*Problem to solve:*
Take the material and output all of it exactly.

*Stored records:*
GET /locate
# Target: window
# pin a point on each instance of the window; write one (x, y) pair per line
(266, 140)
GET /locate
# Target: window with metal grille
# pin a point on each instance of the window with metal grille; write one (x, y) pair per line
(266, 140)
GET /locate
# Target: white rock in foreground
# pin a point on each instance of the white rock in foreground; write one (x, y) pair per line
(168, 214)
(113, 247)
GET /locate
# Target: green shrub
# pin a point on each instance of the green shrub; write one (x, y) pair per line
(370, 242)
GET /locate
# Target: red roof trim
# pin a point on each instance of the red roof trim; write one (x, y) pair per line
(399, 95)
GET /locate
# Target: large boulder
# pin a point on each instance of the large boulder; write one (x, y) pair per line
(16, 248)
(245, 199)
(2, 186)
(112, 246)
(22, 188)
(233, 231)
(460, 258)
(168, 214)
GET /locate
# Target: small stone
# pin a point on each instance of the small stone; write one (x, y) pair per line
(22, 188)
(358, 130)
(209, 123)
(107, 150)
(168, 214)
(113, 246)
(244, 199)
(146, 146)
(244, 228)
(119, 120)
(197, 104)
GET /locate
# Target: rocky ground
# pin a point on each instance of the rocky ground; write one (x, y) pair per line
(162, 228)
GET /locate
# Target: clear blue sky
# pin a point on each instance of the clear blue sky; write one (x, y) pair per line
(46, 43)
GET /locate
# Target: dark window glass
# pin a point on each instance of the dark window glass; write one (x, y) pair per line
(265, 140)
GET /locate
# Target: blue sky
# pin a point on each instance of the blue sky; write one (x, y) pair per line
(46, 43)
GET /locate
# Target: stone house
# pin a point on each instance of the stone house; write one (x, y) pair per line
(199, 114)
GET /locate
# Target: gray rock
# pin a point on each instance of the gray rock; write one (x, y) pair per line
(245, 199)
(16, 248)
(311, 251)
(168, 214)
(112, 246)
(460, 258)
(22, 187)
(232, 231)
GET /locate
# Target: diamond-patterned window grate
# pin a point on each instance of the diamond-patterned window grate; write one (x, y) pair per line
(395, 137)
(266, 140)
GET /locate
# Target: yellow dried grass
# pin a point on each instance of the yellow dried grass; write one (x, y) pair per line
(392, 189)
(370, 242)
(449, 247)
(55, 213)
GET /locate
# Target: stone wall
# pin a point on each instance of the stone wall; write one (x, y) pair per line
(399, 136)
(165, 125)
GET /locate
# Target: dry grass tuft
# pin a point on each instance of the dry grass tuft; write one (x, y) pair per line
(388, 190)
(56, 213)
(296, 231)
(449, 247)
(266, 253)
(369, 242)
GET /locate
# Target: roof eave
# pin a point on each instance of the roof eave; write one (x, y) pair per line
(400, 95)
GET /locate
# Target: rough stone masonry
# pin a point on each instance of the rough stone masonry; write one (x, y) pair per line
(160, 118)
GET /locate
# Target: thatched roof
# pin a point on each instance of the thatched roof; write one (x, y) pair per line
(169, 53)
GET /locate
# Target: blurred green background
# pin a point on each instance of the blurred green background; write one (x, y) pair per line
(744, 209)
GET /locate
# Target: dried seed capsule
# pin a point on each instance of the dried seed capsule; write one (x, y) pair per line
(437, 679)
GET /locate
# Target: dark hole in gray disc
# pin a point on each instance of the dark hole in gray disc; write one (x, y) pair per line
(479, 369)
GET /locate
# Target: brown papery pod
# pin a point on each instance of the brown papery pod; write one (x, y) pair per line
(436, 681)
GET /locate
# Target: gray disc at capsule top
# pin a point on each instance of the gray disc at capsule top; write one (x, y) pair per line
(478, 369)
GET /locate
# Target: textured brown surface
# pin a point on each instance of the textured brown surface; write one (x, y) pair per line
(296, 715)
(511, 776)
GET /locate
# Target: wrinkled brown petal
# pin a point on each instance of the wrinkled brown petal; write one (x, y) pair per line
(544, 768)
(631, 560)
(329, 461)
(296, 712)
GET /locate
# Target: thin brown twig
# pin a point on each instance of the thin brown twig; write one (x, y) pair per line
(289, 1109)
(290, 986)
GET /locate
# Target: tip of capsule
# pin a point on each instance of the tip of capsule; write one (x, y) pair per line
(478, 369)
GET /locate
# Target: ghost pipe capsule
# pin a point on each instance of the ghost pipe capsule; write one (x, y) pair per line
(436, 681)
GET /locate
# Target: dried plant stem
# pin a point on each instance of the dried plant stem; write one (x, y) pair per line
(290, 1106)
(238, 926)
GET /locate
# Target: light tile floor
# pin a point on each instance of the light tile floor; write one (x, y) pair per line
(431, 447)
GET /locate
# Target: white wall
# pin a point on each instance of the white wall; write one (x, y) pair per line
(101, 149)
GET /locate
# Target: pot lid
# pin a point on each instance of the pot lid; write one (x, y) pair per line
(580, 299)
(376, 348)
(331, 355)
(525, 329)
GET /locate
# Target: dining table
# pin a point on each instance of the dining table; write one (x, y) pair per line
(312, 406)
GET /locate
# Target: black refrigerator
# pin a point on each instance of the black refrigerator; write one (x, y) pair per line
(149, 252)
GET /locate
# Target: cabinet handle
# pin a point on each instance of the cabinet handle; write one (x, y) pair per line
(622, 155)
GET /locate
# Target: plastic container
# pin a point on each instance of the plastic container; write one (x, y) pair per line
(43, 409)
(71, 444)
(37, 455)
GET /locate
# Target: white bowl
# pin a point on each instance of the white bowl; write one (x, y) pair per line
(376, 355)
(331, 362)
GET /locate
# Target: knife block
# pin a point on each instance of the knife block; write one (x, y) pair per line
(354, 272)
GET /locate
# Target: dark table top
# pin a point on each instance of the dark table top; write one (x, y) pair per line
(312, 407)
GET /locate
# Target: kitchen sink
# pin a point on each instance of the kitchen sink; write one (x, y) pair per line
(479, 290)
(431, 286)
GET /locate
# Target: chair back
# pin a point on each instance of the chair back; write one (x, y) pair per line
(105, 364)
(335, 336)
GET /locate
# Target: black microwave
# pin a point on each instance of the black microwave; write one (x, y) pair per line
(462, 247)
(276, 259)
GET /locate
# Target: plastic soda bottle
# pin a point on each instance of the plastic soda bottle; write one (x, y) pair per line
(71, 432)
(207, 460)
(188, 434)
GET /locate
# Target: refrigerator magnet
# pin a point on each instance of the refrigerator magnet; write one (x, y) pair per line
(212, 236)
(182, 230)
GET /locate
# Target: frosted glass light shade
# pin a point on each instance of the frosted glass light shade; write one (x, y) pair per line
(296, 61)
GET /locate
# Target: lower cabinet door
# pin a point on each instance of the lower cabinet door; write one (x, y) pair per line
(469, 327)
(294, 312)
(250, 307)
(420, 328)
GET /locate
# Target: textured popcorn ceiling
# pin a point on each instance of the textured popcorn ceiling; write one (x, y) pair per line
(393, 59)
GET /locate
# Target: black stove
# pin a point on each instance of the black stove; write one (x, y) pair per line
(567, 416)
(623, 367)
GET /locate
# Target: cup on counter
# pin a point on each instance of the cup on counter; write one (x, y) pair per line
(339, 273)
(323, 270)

*Exercise answer:*
GET /locate
# Target: window
# pin a point on each instance of the window; write one (x, y) pair per line
(266, 140)
GET /locate
# Target: window with metal grille
# pin a point on each instance of the window with metal grille; write one (x, y) pair per line
(266, 140)
GET /locate
# Target: white rock in foreground
# pin a point on each instance of the white rock in foreground; write one (x, y) pair per line
(168, 214)
(113, 247)
GET /locate
# Target: green shrub
# pin a point on each instance of the green shrub; write one (x, y) pair per line
(370, 242)
GET /locate
# Target: red roof trim
# pin a point on each instance of the red roof trim; write one (x, y) pair per line
(399, 95)
GET /locate
# Target: large boulder
# pin a point on each instance of the large boulder; write one (x, y) pair per line
(16, 248)
(245, 199)
(2, 186)
(112, 246)
(22, 188)
(233, 231)
(460, 258)
(168, 214)
GET /locate
# Target: small stone
# pin a point on each instance of the small stone; write one (x, y) pair per line
(22, 188)
(358, 130)
(209, 123)
(107, 150)
(168, 214)
(113, 246)
(244, 199)
(146, 146)
(244, 228)
(119, 120)
(197, 104)
GET /locate
# Target: rocky ground
# pin a point on each instance of the rocky ground; write one (x, y) pair per line
(162, 228)
GET /locate
# Target: clear blue sky
# pin a point on each instance of the clear blue sky; write one (x, y) pair per line
(46, 43)
GET /locate
# Target: dark window glass
# pin a point on each instance of the dark window glass; write one (x, y) pair per line
(265, 140)
GET /locate
# Target: blue sky
# pin a point on each instance of the blue sky; write one (x, y) pair per line
(46, 43)
GET /locate
# Target: stone house
# pin a point on each instance of the stone house; write one (x, y) pair per line
(199, 114)
GET /locate
# Target: gray rock
# pin a point on each instance of the gray rock; write one (x, y) pair per line
(245, 199)
(16, 248)
(311, 251)
(168, 214)
(112, 246)
(460, 258)
(22, 187)
(232, 231)
GET /locate
# Target: diamond-patterned window grate
# pin a point on each instance of the diamond-patterned window grate; write one (x, y) pair per line
(395, 137)
(266, 140)
GET /locate
# Target: yellow dried grass
# pin a point on each instance of the yellow dried grass; write one (x, y) pair per line
(392, 189)
(370, 242)
(449, 247)
(55, 213)
GET /locate
# Target: stone wall
# pin a point on each instance of the stone wall; write one (x, y) pair per line
(399, 136)
(165, 125)
GET /locate
# Target: dry grass tuft
# pin a point on each instance of the dry grass tuft; write one (x, y) pair per line
(388, 190)
(56, 213)
(296, 231)
(449, 247)
(266, 253)
(369, 242)
GET /locate
# Target: roof eave
# pin a point on each instance of the roof eave; write one (x, y) pair per line
(400, 95)
GET /locate
# Target: rough stone masonry
# pin a point on each instance of the rough stone masonry; write one (x, y) pair per line
(160, 118)
GET /locate
# Target: thatched roof
# pin a point on each instance of the thatched roof; write one (x, y) pair per line
(169, 53)
GET /locate
# Target: blurred green background
# pin a point on each instance of the blurred green background; write one (x, y) pair per line
(744, 209)
GET /locate
# Target: dried seed capsule
# pin a point on each instance of the dried seed capsule; write one (x, y) pair per line
(437, 679)
GET /locate
# Target: dark hole in gray disc
# pin a point on each instance of the dark hole in gray disc; write one (x, y) pair per line
(479, 369)
GET /locate
# Target: brown papery pod
# pin a point on each instance of the brown papery pod; write one (x, y) pair per line
(436, 681)
GET /locate
# Target: gray disc at capsule top
# pin a point on each instance of the gray disc at capsule top; write one (x, y) pair per line
(478, 369)
GET /locate
# Target: textured brown surface
# pin a point on each instance of the textured brown surface; write one (x, y) pair per line
(296, 715)
(511, 776)
GET /locate
# Target: wrinkled brown petal
# pin a point on each instance of the wrinkled brown petal; write one (x, y) pair per line
(544, 768)
(631, 560)
(329, 461)
(296, 712)
GET /locate
# Target: thin brown twig
# pin a point on each instance of the thin brown twig; write one (x, y) pair per line
(289, 1109)
(290, 986)
GET /locate
# Target: tip of capsule
# pin a point on each instance of the tip of capsule; write one (x, y) pair per line
(478, 369)
GET /locate
# Target: ghost pipe capsule
# pin a point on each instance of the ghost pipe capsule; write one (x, y) pair per line
(436, 681)
GET /locate
# Target: dried plant stem
# pin a point on each instance of the dried plant stem; write one (x, y) pair per line
(290, 1106)
(238, 926)
GET /locate
# Target: light tile floor
# pin a point on each instance of the light tile floor; write one (x, y) pair per line
(431, 447)
GET /locate
# Target: white wall
# pin a point on each instance of the white wall; write one (x, y) pair per line
(101, 149)
GET /locate
# Target: pot lid
# pin a point on each instance of the pot lid; write one (x, y) pair per line
(580, 299)
(376, 348)
(331, 355)
(525, 329)
GET /locate
# Target: dining table
# pin a point on each instance of the dining table; write one (x, y) pair per line
(312, 406)
GET /locate
# Target: black refrigerator
# pin a point on each instance of the black refrigerator; write one (x, y) pair per line
(149, 252)
GET /locate
# Target: cabinet handle
# pin a point on each instance of the cabinet handle; write one (x, y) pair per line
(622, 155)
GET /locate
# Target: plastic container
# pin a point on each instance of the plastic container; write one (x, y) pair per line
(43, 409)
(71, 444)
(37, 455)
GET /locate
# Target: white bowl
# pin a point on each instance of the white bowl; write one (x, y) pair per line
(376, 355)
(331, 362)
GET /locate
# Target: knife block
# pin a point on each instance of the knife block; write one (x, y) pair per line
(354, 272)
GET /locate
# Target: dark table top
# pin a point on each instance of the dark table top; write one (x, y) pair per line
(312, 407)
GET /locate
# Target: kitchen sink
# pin a point on each instance of the kitchen sink; write one (x, y) pair per line
(479, 290)
(431, 286)
GET /locate
# Target: chair back
# pin a point on each instance of the chair back; write one (x, y) pair per line
(105, 364)
(335, 336)
GET /locate
# Target: black microwave
# pin a point on each instance of the black microwave; write one (x, y) pair per line
(462, 247)
(276, 259)
GET /locate
# Target: plastic soda bottle
# pin a point on each instance of the plastic soda bottle; write one (x, y) pair per line
(71, 432)
(207, 460)
(188, 434)
GET /locate
# Target: refrigerator magnet
# pin a point on each instance of the refrigerator magnet; write one (x, y) pair per line
(212, 236)
(182, 230)
GET /locate
# Target: frosted glass light shade
# pin a point on each instance of the frosted glass light shade; write one (x, y) pair per line
(296, 61)
GET /locate
# Target: lower cabinet door
# pin a point on each instance of the lower cabinet door; write one (x, y) pair per line
(469, 327)
(294, 312)
(250, 307)
(420, 328)
GET /locate
# Target: textured popcorn ceiling
# pin a point on each instance of the textured popcorn ceiling; write one (x, y) pair per line
(393, 59)
GET /locate
# Target: black stove
# pin a point on each instance of the black stove; write one (x, y) pair per line
(567, 416)
(623, 367)
GET /locate
# Target: cup on counter
# pin a point on each instance of the cup on counter; write one (x, y) pair per line
(339, 273)
(323, 270)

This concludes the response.